## CONSIGNE:
D'après le texte sur l'arrêt C-817/19, quels secteurs de transport de personnes à caractère international la loi du 25 décembre 2016 entend-elle soumettre à la transmission des données des passagers ? Citez-les tous.

## TEXTE À LIRE:
CJUE – Ligue des droits humains – C-817/19

CJUE – Ligue des droits humains – C-817/19

Décision

🏷️ Nom:
Ligue des droits humains
🔢 Numéro:
C-817/19
📅 Date:
21 juin 2022
⚖️ Autorité:
Cour de Justice de l'UE
🌍 Pays:
Belgique
🔗 Lien:

Contexte

Par requête du 24 juillet 2017, la Ligue des droits humains a saisi la Cour constitutionnelle (Belgique) d’un recours tendant à l’annulation totale ou partielle de la loi du 25 décembre 2016. La juridiction de renvoi expose que cette loi transpose, en droit interne, la directive PNR et la directive API ainsi que, partiellement, la directive 2010/65. Il ressortirait des travaux préparatoires de ladite loi que celle-ci vise à « créer un cadre légal afin d’imposer à différents secteurs de transport de personnes à caractère international (aérien, ferroviaire, routier international et maritime), et opérateurs de voyage de transmettre les données de leurs passagers à une banque de données gérée par le [Service public fédéral intérieur (Belgique)] ». Le législateur national aurait également précisé que les finalités de la loi du 25 décembre 2016 relèvent de trois catégories, à savoir, premièrement, la prévention et la détection des infractions pénales, les enquêtes et les poursuites en la matière ou l’exécution de sanctions pénales, deuxièmement, les missions des services de renseignement et de sécurité et, troisièmement, l’amélioration des contrôles aux frontières extérieures et la lutte contre l’immigration illégale.


Apport(s)

Applicabilité du RGPD - Traitements à finalité pénale issue des directives PNR et API - Admission - 1) Pour les traitements effectués par des opérateurs privés - 2) Pour les traitements effectués par des autorités publiques (sauf directive PNR)
Traitements prévus par la directive PNR - Validité sous réserve d'une mise en œuvre limitée au strict nécessaire
Législation nationale prévoyant la réutilisatoin des données PNR à des fins autres que celles prévues par la directive - Inconventionnalité
  • Extrait(s) pertinent(s)236. En l’occurrence, dans la mesure où, selon la juridiction de renvoi, la législation nationale en cause au principal admet, comme finalité du traitement des données PNR, le suivi des activités visées par les services de renseignement et de sécurité, intégrant ainsi cette finalité dans la prévention et la détection des infractions terroristes et des formes graves de criminalité ainsi que dans les enquêtes et les poursuites en la matière, cette législation est susceptible de méconnaître le caractère exhaustif de l’énumération des objectifs poursuivis par le traitement des données PNR au titre de la directive PNR, ce qu’il incombe à la juridiction de renvoi de vérifier.

## MATÉRIEL:
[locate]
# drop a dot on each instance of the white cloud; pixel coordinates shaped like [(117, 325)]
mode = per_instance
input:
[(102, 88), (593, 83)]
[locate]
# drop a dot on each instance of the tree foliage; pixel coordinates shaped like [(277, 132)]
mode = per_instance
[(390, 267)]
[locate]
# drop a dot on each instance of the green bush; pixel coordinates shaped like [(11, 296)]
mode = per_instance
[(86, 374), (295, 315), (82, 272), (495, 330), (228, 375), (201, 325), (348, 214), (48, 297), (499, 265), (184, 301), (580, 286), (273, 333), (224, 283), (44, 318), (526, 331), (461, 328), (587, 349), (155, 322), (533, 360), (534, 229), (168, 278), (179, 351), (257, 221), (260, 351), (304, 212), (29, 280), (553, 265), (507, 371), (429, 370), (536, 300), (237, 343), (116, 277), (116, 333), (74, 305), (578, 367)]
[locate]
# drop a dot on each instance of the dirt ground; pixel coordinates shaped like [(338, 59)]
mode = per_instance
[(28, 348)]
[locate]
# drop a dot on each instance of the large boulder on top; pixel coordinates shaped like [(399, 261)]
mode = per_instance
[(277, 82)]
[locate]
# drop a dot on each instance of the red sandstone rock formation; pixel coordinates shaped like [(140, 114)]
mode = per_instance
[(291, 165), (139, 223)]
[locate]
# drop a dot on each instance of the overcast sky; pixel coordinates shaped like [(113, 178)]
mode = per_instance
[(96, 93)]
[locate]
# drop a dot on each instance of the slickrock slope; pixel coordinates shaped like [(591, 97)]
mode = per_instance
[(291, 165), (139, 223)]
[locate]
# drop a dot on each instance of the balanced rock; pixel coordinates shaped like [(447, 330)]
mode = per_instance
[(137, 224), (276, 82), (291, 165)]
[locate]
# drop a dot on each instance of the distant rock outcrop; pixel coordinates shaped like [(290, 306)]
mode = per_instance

## RÉPONSE:
Le secteur aérien, le secteur ferroviaire, le secteur routier international et le secteur maritime.